Excerpt >>
>>>>
Louis Diston Powles


Louis Diston Powles was an English barrister. He is now remembered for his outspoken memoir Land of the Pink Pearl of his time in the Bahamas as a stipendiary magistrate, during the 1880s.

Early life

He was born on 11 October 1842, the youngest son of John Diston Powles by his second marriage, and was educated at Harrow School. He matriculated at Pembroke College, Oxford in 1861.
Powles entered the Inner Temple 10 April, 1863 and was called to the bar 30 April, 1866. He went the south-eastern circuit.

In the Bahamas

Unsuccessful in attempting to take silk in the early 1880s, Powles took up in 1886 a position as Stipendiary and Circuit Magistrate in the Bahamas.

Governor Blake

had been Governor of the Bahamas from 1884. With a background as a resident magistrate for the Irish Constabulary, he wanted to reform the local system of lay magistrates, and applied in early 1886 to the Colonial Office for two salaried magistrates to be appointed, citing a lack of diversity in the system. Powles was the sole magistrate to be put into place.
<<<<
Work instructions >> Transcribe everything from "He was born" down to "Oxford in 1861." in the article on Louis Diston Powles above.

Stored data >>
>>>>
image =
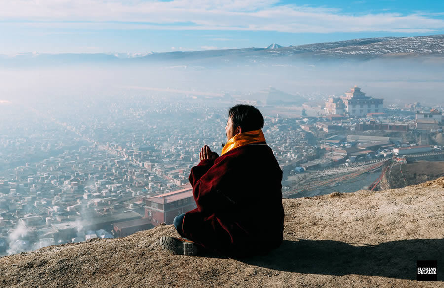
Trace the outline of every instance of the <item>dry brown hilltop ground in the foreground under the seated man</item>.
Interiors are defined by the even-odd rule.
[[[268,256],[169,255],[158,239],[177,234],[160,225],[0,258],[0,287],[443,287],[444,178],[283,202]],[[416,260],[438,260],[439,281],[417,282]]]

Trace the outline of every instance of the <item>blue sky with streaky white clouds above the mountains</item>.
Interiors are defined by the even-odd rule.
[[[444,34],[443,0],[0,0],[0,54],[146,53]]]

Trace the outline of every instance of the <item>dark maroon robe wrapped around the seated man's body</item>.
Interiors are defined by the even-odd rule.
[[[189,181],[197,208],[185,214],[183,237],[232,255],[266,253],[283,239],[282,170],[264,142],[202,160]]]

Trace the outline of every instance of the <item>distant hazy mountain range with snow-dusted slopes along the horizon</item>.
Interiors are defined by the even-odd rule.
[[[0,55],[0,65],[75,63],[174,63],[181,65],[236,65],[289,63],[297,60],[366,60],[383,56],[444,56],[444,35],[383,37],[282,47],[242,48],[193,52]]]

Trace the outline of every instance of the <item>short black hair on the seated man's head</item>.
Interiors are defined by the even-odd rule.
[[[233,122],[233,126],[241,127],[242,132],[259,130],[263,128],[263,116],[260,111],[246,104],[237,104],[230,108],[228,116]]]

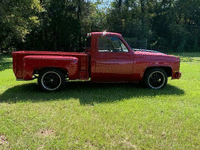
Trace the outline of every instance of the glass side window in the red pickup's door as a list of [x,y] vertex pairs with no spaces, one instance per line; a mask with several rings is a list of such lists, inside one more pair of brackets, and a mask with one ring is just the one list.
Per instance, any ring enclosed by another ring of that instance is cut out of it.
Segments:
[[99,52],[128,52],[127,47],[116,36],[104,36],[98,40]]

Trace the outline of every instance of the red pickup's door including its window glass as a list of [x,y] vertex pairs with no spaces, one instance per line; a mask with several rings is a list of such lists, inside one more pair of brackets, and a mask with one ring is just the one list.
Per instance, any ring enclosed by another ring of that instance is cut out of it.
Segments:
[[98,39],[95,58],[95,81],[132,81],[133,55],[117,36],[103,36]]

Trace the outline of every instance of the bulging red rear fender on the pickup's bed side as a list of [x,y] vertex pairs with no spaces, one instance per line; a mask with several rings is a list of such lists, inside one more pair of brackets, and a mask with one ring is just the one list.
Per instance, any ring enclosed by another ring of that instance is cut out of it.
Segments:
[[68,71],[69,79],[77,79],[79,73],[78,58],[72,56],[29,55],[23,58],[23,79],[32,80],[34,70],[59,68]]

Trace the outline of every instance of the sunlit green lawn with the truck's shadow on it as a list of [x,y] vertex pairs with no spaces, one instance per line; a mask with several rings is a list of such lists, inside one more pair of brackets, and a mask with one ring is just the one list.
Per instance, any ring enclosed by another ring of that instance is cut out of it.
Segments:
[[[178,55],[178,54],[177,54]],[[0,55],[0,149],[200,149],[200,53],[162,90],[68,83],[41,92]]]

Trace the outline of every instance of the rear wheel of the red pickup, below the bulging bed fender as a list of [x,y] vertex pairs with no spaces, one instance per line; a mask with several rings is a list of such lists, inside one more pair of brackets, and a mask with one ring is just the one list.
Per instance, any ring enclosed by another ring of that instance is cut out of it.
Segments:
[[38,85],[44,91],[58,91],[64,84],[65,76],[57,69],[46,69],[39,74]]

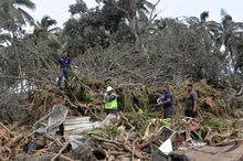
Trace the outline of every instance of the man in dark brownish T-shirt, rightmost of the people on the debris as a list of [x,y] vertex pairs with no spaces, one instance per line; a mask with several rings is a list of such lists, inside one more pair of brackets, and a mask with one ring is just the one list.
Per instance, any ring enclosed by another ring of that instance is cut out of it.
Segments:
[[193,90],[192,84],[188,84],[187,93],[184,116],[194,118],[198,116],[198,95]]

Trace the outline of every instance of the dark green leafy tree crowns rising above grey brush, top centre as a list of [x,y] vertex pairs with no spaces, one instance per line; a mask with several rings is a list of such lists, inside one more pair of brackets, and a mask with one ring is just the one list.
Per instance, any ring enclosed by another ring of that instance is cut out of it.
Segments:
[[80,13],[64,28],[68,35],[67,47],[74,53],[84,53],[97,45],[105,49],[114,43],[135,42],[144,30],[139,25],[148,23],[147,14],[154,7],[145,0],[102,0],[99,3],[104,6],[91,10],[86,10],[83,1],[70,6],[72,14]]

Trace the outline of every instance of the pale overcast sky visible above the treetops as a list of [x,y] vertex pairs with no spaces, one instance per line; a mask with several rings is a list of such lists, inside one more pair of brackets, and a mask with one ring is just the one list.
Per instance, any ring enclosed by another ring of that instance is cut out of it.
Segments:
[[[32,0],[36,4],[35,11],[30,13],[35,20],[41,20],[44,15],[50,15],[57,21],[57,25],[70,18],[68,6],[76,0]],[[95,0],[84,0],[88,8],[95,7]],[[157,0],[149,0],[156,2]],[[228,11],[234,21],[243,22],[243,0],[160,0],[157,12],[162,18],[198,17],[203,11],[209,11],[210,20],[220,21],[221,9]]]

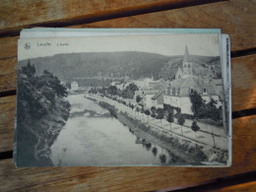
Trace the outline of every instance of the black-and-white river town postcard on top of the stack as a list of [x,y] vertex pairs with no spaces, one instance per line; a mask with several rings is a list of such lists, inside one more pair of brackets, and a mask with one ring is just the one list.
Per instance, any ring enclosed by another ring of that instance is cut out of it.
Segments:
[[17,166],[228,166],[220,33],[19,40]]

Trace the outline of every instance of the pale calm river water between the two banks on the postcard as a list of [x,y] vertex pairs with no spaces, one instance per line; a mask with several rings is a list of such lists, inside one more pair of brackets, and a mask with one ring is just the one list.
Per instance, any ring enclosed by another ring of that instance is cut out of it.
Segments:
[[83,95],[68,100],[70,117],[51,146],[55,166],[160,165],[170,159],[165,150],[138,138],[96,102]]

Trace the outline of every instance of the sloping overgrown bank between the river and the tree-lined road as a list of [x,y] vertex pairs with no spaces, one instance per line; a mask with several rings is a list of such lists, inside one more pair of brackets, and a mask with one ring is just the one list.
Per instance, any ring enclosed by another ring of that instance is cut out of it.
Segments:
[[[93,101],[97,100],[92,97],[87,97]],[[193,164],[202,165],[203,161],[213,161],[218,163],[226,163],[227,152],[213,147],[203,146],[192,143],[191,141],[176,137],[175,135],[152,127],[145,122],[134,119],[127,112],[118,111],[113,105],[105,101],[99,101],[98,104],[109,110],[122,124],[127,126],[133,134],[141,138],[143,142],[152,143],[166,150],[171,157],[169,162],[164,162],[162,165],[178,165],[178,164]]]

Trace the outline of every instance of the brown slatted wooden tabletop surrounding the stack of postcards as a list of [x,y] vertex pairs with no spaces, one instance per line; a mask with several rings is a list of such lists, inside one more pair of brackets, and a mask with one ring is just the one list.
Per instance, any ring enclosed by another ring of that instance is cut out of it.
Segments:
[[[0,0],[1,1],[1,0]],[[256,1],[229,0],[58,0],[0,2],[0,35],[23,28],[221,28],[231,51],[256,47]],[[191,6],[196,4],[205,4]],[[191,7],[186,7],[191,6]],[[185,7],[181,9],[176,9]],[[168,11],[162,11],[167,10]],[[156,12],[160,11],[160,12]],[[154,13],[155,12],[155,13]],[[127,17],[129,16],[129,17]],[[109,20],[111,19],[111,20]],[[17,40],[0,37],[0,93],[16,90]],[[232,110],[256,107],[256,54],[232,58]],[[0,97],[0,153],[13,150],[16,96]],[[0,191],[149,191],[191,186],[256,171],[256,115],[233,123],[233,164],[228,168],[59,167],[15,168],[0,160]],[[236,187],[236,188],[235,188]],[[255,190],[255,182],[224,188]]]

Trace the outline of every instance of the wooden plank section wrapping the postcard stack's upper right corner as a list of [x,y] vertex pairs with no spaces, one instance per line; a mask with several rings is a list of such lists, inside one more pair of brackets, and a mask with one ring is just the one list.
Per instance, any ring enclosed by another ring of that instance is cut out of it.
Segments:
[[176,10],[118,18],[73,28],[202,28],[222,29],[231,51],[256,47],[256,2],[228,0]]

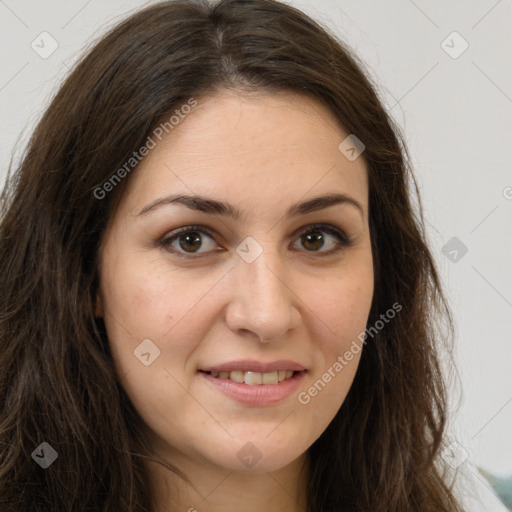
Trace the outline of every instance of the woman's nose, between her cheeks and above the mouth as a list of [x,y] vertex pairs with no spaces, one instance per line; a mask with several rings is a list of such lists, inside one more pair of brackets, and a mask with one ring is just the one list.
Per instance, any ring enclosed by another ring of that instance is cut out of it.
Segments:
<<<<
Exercise response >>
He was born on 11 October 1842, the youngest son of John Diston Powles by his second marriage, and was educated at Harrow School. He matriculated at Pembroke College, Oxford in 1861.